Problem to work on
Reproduce every one of the lines below, character for character, with nothing changed.
Records shown start
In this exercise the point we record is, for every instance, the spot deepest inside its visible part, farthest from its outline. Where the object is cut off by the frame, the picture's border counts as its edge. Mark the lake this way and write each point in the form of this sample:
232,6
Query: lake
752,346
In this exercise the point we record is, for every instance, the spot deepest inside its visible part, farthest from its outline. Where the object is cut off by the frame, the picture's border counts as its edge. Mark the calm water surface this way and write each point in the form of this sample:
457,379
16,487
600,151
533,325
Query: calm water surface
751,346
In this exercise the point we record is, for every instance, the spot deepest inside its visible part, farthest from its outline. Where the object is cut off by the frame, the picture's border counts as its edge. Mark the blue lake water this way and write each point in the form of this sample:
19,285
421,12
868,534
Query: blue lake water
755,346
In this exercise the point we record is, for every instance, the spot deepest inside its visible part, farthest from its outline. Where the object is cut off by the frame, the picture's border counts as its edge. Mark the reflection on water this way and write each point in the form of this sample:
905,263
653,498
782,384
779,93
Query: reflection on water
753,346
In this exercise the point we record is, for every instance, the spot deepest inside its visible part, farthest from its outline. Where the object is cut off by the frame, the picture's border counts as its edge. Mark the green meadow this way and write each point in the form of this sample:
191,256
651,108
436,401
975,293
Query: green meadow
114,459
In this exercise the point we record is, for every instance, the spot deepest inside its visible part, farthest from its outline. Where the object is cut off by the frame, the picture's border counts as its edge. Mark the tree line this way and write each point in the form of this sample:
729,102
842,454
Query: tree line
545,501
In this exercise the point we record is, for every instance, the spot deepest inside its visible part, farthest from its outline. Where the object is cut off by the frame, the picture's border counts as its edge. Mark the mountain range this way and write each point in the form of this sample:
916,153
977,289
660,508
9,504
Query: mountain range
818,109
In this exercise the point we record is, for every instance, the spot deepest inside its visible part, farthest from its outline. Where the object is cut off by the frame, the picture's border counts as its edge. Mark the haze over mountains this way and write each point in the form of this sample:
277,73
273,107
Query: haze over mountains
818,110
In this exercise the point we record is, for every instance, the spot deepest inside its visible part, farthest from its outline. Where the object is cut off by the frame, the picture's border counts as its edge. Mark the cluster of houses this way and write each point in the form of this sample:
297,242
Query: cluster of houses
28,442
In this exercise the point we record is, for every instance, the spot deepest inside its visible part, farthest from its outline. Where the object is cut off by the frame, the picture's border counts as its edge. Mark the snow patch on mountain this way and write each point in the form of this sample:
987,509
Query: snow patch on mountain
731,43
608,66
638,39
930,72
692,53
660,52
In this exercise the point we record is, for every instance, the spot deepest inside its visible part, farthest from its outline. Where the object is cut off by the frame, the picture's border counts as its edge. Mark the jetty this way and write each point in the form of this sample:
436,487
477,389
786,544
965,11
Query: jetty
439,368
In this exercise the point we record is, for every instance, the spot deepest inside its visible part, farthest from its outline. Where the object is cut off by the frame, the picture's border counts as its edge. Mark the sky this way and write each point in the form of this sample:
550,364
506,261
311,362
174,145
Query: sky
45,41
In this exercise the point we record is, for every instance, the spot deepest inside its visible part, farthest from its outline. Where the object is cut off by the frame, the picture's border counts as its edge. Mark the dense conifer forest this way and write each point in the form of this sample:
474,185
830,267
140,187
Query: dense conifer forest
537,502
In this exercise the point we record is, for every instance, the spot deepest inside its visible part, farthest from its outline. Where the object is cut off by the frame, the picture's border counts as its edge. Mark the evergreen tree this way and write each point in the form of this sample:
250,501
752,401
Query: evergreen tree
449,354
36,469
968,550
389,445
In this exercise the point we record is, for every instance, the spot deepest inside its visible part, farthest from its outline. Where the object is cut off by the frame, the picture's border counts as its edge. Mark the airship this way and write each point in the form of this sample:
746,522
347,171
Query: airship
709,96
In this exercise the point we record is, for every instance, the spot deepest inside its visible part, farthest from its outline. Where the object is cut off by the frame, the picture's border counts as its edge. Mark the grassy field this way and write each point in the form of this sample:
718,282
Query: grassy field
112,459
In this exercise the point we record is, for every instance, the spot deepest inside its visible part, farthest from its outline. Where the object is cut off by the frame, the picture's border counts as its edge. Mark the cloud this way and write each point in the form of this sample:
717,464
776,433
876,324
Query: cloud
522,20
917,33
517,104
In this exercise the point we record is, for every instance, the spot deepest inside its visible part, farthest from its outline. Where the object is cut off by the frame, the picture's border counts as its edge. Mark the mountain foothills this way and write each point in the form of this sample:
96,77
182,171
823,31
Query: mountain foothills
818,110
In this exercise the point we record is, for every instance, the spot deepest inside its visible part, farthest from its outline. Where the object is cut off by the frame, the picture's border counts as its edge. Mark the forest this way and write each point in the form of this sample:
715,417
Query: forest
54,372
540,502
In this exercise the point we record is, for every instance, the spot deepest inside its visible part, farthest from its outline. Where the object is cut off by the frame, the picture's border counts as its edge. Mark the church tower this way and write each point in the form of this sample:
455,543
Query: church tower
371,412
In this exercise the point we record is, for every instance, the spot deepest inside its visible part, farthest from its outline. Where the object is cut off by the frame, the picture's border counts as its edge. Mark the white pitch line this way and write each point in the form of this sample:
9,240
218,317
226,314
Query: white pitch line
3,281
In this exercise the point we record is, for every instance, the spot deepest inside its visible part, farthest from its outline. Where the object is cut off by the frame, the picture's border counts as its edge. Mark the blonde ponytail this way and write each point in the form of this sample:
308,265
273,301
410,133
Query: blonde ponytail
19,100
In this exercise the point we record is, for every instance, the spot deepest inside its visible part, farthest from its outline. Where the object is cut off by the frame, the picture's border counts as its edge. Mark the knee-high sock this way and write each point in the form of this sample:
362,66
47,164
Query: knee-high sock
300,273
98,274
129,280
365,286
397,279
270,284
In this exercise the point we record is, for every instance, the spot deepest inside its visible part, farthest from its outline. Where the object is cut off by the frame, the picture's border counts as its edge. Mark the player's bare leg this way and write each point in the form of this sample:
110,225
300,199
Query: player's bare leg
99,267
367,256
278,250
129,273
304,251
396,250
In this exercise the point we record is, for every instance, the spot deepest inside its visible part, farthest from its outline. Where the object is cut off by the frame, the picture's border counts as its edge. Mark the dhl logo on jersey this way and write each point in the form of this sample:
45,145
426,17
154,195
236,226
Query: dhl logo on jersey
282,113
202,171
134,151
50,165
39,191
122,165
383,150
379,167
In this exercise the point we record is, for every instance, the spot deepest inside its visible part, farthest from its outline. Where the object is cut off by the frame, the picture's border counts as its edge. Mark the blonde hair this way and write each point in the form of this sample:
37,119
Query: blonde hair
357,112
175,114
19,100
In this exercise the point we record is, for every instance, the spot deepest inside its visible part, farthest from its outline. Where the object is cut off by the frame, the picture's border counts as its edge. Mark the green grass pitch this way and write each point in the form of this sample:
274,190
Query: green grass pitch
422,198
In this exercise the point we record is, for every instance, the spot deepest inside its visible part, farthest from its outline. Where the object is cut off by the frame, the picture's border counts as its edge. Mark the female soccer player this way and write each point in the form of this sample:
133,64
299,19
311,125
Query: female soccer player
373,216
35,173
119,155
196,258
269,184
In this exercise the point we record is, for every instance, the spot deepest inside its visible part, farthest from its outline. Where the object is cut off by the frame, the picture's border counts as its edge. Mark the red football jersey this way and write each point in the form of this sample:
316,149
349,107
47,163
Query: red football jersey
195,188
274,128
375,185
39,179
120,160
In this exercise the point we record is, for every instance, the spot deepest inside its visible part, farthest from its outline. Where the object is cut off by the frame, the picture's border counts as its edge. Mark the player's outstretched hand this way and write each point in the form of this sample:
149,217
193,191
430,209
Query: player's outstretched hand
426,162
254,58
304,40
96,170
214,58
Records shown end
Reply to the exercise
In this exercise the point we record is, for every instance, the spot deepest inside its visible part, farthest from its outline. Where the object is cut off by the frame, the picture's border counts as its edge. Mark the lake this way and write each point in the form of this sample:
232,6
Query: lake
752,346
In this exercise the point we record is, for every instance, the spot deepest inside its visible part, farthest from its outline. Where the object is cut off by the frame, the picture's border counts as its edge. Mark the calm water surface this way and write each point in the form of this sample:
457,379
16,487
600,151
533,325
Query: calm water surface
751,346
In this exercise the point we record is, for every instance, the spot deepest inside its visible part, farthest from its outline. Where the object is cut off by the frame, the picture's border counts as its edge. Mark the blue lake water this way and write each point in the form of this sample:
19,285
421,12
868,534
Query: blue lake water
755,346
In this exercise the point we record is, for every instance, the spot deepest inside its visible part, farthest from its outline. Where the object is cut off by the frame, the picture's border counts as its edge. Mark the reflection on water this way and write each point in the form of this sample:
905,263
653,498
782,384
779,93
Query: reflection on water
753,346
In this exercise the point we record is, for every instance, the spot deepest inside its visible part, farthest from its outline. Where the object is cut off by the frame, the picture's border counts as its edge. Mark the green meadow this way and write each point in the form of this sample:
191,256
651,108
436,401
975,293
Query: green meadow
114,459
In this exercise the point we record is, for every instance, the spot deepest inside its visible part, farthest from its outline. Where the object is cut off by the frame, the picture's border counts as its edge. Mark the tree line this way and write each point in the form of this sample:
729,102
842,454
Query: tree line
545,501
In this exercise the point we record is, for every instance, the spot deepest inside its visible part, farthest from its outline. Where the object is cut off by the frame, the picture's border counts as its edge. Mark the mountain range this way and write each point in the form of this sample:
916,153
977,289
660,508
9,504
Query: mountain range
818,109
In this exercise the point we record is, for every instance, the spot deepest inside its visible part, farthest from its outline. Where the object is cut off by the frame, the picture's border counts as its edge. Mark the haze over mountains this way and write each point in the form of this sample:
277,73
273,107
Query: haze over mountains
818,110
In this exercise the point we record is, for every instance, the spot deepest inside its visible part, farthest from its outline. Where the object is cut off by the frame, the picture's border counts as its edge. Mark the cluster of houses this way and write each point in the form of this sample:
297,242
Query: cluster of houses
28,442
In this exercise the point we record is, for every instance, the spot deepest inside its visible part, farthest from its outline. Where the object is cut off by the frame, the picture's border counts as its edge. Mark the snow patch on mountain this way and write each point in the form of this sample:
987,509
Query: snow patch on mountain
731,43
608,66
638,39
930,72
692,53
660,52
In this exercise the point we record is, for every instance, the spot deepest inside its visible part, farthest from its outline. Where the object is cut off by the frame, the picture's border counts as its edge. Mark the jetty this way and write each point in the form of this sample:
436,487
477,389
786,544
965,11
Query: jetty
439,368
In this exercise the point we record is, for every instance, the spot deepest inside its visible part, farthest from its outline. Where the object is cut off by the frame, the picture's border counts as its edge. Mark the sky this way and write each point in the form of this sample:
550,364
506,261
311,362
174,145
Query: sky
45,41
In this exercise the point we record is, for every instance, the spot deepest inside its visible part, farthest from its outline. Where the object is cut off by the frame, the picture's border counts as its edge. Mark the dense conifer forest this way and write each point in the form of this sample:
474,185
830,267
140,187
Query: dense conifer forest
537,502
In this exercise the point we record is, for every instance, the spot deepest inside its visible part, farthest from its outline. Where the object is cut off by the frame, the picture's border counts as its edge. Mark the evergreen tree this way and write each point in the form of this sample:
250,501
752,401
Query: evergreen tree
449,354
36,469
968,550
389,445
In this exercise the point we record is, for every instance, the spot deepest inside its visible part, farthest from its outline. Where the object is cut off by the frame, the picture's border counts as its edge. Mark the airship this way and write each point in the form of this sample:
746,522
347,171
Query: airship
709,96
In this exercise the point we record is, for every instance, the spot deepest inside its visible part, farthest from its outline. Where the object is cut off by the frame, the picture's border counts as its edge. Mark the grassy field this way and write each point in the form of this sample:
718,282
Query: grassy field
112,459
In this exercise the point we record is, for every instance, the spot deepest inside its visible part, farthest from its outline. Where the object is cut off by the frame, the picture's border counts as its edge. Mark the cloud this way and write each point in the form of this sample:
717,464
776,433
876,324
Query: cloud
522,20
917,33
517,104
In this exercise the point we record is, for every instance, the spot deepest inside its visible part, farthest from its outline. Where the object is cut off by the frame, the picture's border counts as its edge. Mark the mountain foothills this way and write each point in the form of this sample:
96,77
182,171
823,31
Query: mountain foothills
818,110
In this exercise the point we record is, for every instance, the spot deepest inside its visible part, farthest from its outline. Where the object is cut off by the frame, the picture's border counts as its edge. Mark the forest this way and write each point in the form of this sample:
715,417
Query: forest
54,372
540,502
In this exercise the point we record is, for every instance, the spot deepest inside its visible part, farthest from its outline. Where the object is cut off by the frame, the picture's border counts as its edge. Mark the church tower this way and write each point in the form of this sample:
455,543
Query: church tower
371,412
In this exercise the point we record is, for every instance, the spot deepest inside its visible part, farthest from its outline. Where the object is cut off by the frame, the picture's border counts as its edge. Mark the white pitch line this way and write each point in the form of this sample:
9,240
218,317
226,314
Query: white pitch line
3,281
In this exercise the point we record is, for every instance, the spot deepest inside its visible part, farthest from its outline. Where the object is cut off by the frame, the picture's border counts as its edge. Mark the blonde ponytail this way and write each point in the form of this sample:
308,265
273,301
410,133
Query: blonde ponytail
19,100
In this exercise the point we record is, for every instance, the spot deepest inside its visible part, farthest from its outline. Where the object is cut off by the frame, the picture's border counts as its edge. Mark the knee-high sock this way and write each point in the form of this sample:
362,66
47,164
Query: knee-high sock
300,273
98,274
129,280
365,286
397,279
270,284
In this exercise the point we record is, for every instance, the spot deepest inside its visible part, farthest from its outline. Where the object is cut off by the frame, the picture's border counts as its edge. Mark the player's bare leg this way and write each point in the form of this sample:
110,225
300,199
Query: player's bare leg
99,267
367,256
278,250
129,273
304,251
396,250
In this exercise the point we record is, for every instance, the spot deepest inside its visible part, farthest from its outline. Where the object is cut off by the frame, the picture's border counts as its edge. Mark the dhl logo on jersey this way and write each point in the form of this sample:
45,145
426,17
154,195
236,226
Query: dhl logo on jersey
282,113
202,171
134,151
50,165
39,191
122,165
383,150
379,167
In this exercise the point we record is, for every instance, the spot deepest inside its visible part, farthest from its outline. Where the object is cut off by the frame, the picture's border counts as its edge. Mark the blonde hair this way and write each point in the form of this sample:
37,119
Query: blonde hair
357,112
175,114
19,100
In this exercise the point we record is, for every instance, the spot deepest inside its visible part, farthest from its outline. Where the object is cut off by the frame, the picture's border counts as its edge. Mark the green grass pitch this way and write each point in the form of this sample:
274,190
Query: green grass pitch
422,198
In this exercise the point we record is, for every instance, the spot deepest inside its visible part, farthest from its outline. Where the object is cut off by the frame, the picture's border counts as its edge. Mark the female soccer player this way and write each point in the form of this sample:
133,64
299,19
311,125
Query: female soccer player
373,216
35,173
119,155
196,258
269,184
In this exercise the point we record is, for every instance, the spot deepest inside its visible part, farthest from its outline. Where the object is cut off by the frame, the picture's border counts as its edge. Mark the red football jersey this way and write each point in the form of this sample:
316,149
349,107
47,163
Query: red football jersey
195,188
274,128
375,185
39,179
120,160
In this exercise the point we record is, for every instance, the spot deepest inside its visible part, farthest from its outline. Where the object is cut off by the frame, the picture's border counts as its edge. Mark the player's outstretched hand this way and write each point in the form of this sample:
149,217
193,191
430,209
Query: player's outstretched hand
426,162
254,58
304,40
96,170
214,58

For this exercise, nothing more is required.